(EXERCISE DESCRIPTION):
Below are records; how many of their lines hold the string "petal"? Reply with nothing but the number.

[Stored records]
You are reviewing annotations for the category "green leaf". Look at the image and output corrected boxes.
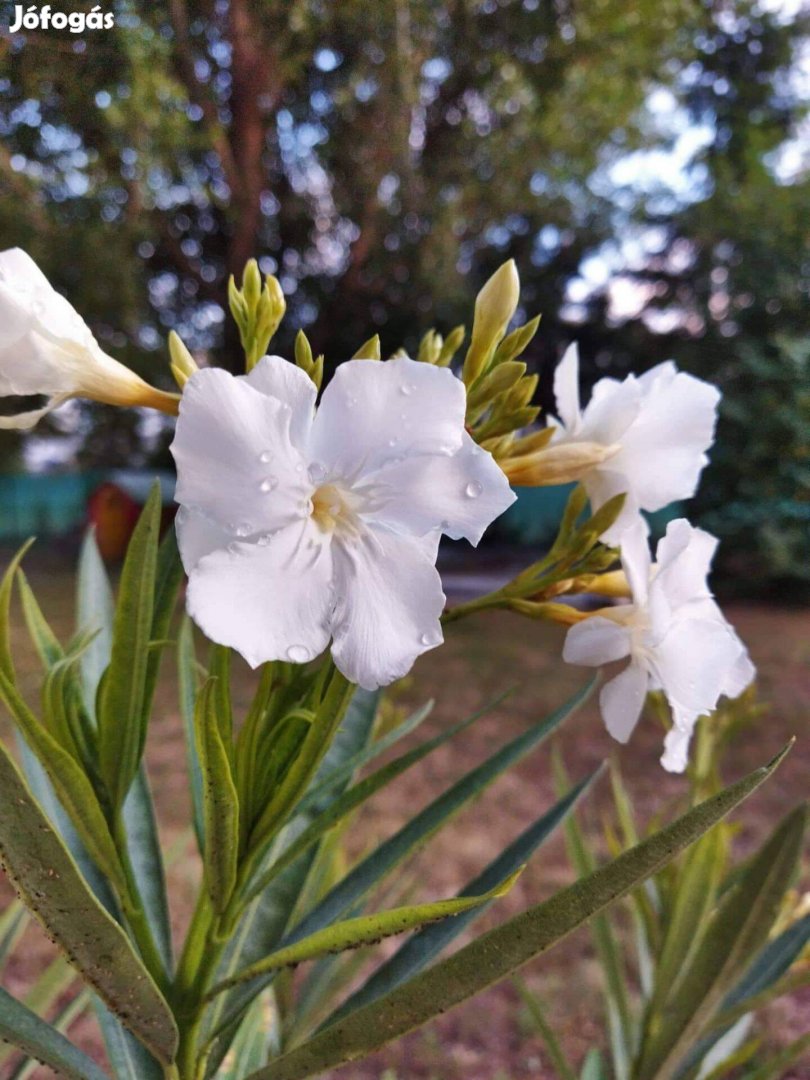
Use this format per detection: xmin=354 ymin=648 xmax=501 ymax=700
xmin=17 ymin=568 xmax=63 ymax=669
xmin=740 ymin=1032 xmax=810 ymax=1080
xmin=93 ymin=1000 xmax=163 ymax=1080
xmin=178 ymin=616 xmax=205 ymax=851
xmin=0 ymin=738 xmax=178 ymax=1064
xmin=248 ymin=747 xmax=789 ymax=1080
xmin=142 ymin=526 xmax=184 ymax=726
xmin=326 ymin=771 xmax=599 ymax=1026
xmin=196 ymin=678 xmax=240 ymax=914
xmin=580 ymin=1049 xmax=607 ymax=1080
xmin=515 ymin=980 xmax=577 ymax=1080
xmin=244 ymin=691 xmax=508 ymax=905
xmin=0 ymin=899 xmax=27 ymax=967
xmin=11 ymin=989 xmax=93 ymax=1080
xmin=0 ymin=986 xmax=108 ymax=1080
xmin=217 ymin=993 xmax=276 ymax=1077
xmin=123 ymin=768 xmax=174 ymax=973
xmin=0 ymin=951 xmax=77 ymax=1072
xmin=76 ymin=528 xmax=115 ymax=718
xmin=97 ymin=484 xmax=162 ymax=810
xmin=0 ymin=539 xmax=34 ymax=682
xmin=0 ymin=669 xmax=126 ymax=892
xmin=636 ymin=803 xmax=807 ymax=1080
xmin=210 ymin=872 xmax=522 ymax=998
xmin=214 ymin=682 xmax=592 ymax=1041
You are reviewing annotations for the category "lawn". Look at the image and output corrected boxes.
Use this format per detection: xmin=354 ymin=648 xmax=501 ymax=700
xmin=1 ymin=553 xmax=809 ymax=1079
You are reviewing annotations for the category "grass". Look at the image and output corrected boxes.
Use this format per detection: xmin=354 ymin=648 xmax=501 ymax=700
xmin=1 ymin=553 xmax=809 ymax=1078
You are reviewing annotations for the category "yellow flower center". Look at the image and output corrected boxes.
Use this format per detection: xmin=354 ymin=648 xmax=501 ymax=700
xmin=311 ymin=484 xmax=354 ymax=533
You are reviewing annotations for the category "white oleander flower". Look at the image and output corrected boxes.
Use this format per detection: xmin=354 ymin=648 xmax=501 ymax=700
xmin=171 ymin=355 xmax=515 ymax=690
xmin=562 ymin=519 xmax=755 ymax=771
xmin=547 ymin=344 xmax=720 ymax=543
xmin=0 ymin=248 xmax=177 ymax=429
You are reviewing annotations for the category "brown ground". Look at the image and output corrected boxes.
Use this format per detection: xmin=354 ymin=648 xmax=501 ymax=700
xmin=1 ymin=556 xmax=809 ymax=1079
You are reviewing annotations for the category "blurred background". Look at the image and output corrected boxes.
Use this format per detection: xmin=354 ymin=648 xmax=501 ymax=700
xmin=1 ymin=4 xmax=809 ymax=1077
xmin=0 ymin=0 xmax=808 ymax=586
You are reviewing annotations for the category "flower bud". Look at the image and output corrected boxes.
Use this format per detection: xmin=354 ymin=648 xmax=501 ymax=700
xmin=504 ymin=440 xmax=621 ymax=487
xmin=168 ymin=330 xmax=199 ymax=389
xmin=463 ymin=260 xmax=520 ymax=385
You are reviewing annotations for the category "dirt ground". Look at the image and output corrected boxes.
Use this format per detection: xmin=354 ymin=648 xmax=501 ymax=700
xmin=1 ymin=555 xmax=809 ymax=1079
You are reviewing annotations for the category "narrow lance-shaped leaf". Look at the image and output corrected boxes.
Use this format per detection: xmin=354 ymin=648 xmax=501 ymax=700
xmin=212 ymin=680 xmax=595 ymax=1040
xmin=0 ymin=669 xmax=126 ymax=893
xmin=97 ymin=484 xmax=161 ymax=810
xmin=0 ymin=539 xmax=34 ymax=682
xmin=178 ymin=615 xmax=205 ymax=851
xmin=17 ymin=568 xmax=63 ymax=669
xmin=92 ymin=1000 xmax=163 ymax=1080
xmin=247 ymin=746 xmax=790 ymax=1080
xmin=196 ymin=677 xmax=240 ymax=914
xmin=209 ymin=871 xmax=522 ymax=998
xmin=76 ymin=527 xmax=114 ymax=718
xmin=0 ymin=986 xmax=109 ymax=1080
xmin=0 ymin=738 xmax=178 ymax=1064
xmin=325 ymin=770 xmax=600 ymax=1027
xmin=635 ymin=802 xmax=807 ymax=1080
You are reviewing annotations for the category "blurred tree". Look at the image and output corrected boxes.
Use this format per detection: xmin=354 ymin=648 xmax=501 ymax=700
xmin=0 ymin=0 xmax=807 ymax=578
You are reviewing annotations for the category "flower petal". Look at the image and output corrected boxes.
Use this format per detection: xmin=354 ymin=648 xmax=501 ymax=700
xmin=175 ymin=507 xmax=232 ymax=571
xmin=552 ymin=343 xmax=582 ymax=433
xmin=661 ymin=724 xmax=693 ymax=773
xmin=618 ymin=520 xmax=653 ymax=606
xmin=366 ymin=432 xmax=515 ymax=545
xmin=563 ymin=615 xmax=631 ymax=667
xmin=0 ymin=248 xmax=97 ymax=354
xmin=186 ymin=519 xmax=333 ymax=669
xmin=171 ymin=367 xmax=310 ymax=535
xmin=0 ymin=394 xmax=71 ymax=430
xmin=650 ymin=616 xmax=744 ymax=729
xmin=329 ymin=525 xmax=446 ymax=690
xmin=309 ymin=357 xmax=466 ymax=483
xmin=599 ymin=661 xmax=649 ymax=743
xmin=244 ymin=355 xmax=317 ymax=451
xmin=582 ymin=467 xmax=646 ymax=545
xmin=653 ymin=519 xmax=716 ymax=608
xmin=606 ymin=368 xmax=719 ymax=510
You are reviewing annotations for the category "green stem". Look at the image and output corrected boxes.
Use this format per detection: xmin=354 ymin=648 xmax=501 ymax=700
xmin=441 ymin=591 xmax=507 ymax=625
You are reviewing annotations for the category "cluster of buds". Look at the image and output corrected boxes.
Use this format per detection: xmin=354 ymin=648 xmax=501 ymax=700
xmin=227 ymin=259 xmax=286 ymax=372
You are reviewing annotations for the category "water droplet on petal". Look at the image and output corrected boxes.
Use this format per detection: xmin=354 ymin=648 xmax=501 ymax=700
xmin=388 ymin=437 xmax=398 ymax=447
xmin=399 ymin=382 xmax=414 ymax=396
xmin=420 ymin=631 xmax=439 ymax=646
xmin=465 ymin=481 xmax=483 ymax=499
xmin=308 ymin=462 xmax=327 ymax=483
xmin=346 ymin=395 xmax=357 ymax=409
xmin=175 ymin=506 xmax=189 ymax=525
xmin=257 ymin=533 xmax=272 ymax=546
xmin=235 ymin=522 xmax=252 ymax=537
xmin=259 ymin=477 xmax=277 ymax=493
xmin=287 ymin=644 xmax=311 ymax=663
xmin=258 ymin=450 xmax=272 ymax=464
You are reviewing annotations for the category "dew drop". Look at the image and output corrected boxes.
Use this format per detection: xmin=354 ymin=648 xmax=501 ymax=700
xmin=258 ymin=450 xmax=272 ymax=464
xmin=420 ymin=632 xmax=438 ymax=646
xmin=259 ymin=477 xmax=277 ymax=494
xmin=388 ymin=437 xmax=398 ymax=448
xmin=257 ymin=533 xmax=272 ymax=546
xmin=287 ymin=644 xmax=311 ymax=663
xmin=464 ymin=481 xmax=483 ymax=499
xmin=235 ymin=522 xmax=252 ymax=537
xmin=308 ymin=462 xmax=327 ymax=483
xmin=175 ymin=506 xmax=188 ymax=525
xmin=399 ymin=382 xmax=414 ymax=396
xmin=346 ymin=395 xmax=357 ymax=409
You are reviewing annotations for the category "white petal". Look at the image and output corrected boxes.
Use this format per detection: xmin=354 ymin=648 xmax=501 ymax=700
xmin=599 ymin=662 xmax=649 ymax=743
xmin=243 ymin=355 xmax=316 ymax=451
xmin=661 ymin=724 xmax=693 ymax=773
xmin=618 ymin=519 xmax=652 ymax=605
xmin=653 ymin=520 xmax=717 ymax=609
xmin=175 ymin=507 xmax=232 ymax=571
xmin=581 ymin=467 xmax=647 ymax=545
xmin=650 ymin=616 xmax=744 ymax=729
xmin=578 ymin=373 xmax=642 ymax=446
xmin=186 ymin=519 xmax=333 ymax=668
xmin=606 ymin=369 xmax=719 ymax=510
xmin=0 ymin=248 xmax=97 ymax=354
xmin=329 ymin=525 xmax=446 ymax=690
xmin=310 ymin=357 xmax=466 ymax=483
xmin=367 ymin=432 xmax=515 ymax=545
xmin=563 ymin=615 xmax=632 ymax=667
xmin=553 ymin=343 xmax=582 ymax=432
xmin=722 ymin=649 xmax=756 ymax=700
xmin=171 ymin=367 xmax=310 ymax=535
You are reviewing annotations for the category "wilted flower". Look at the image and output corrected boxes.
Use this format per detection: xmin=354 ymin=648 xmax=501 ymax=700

(RESULT OF THE TASK):
3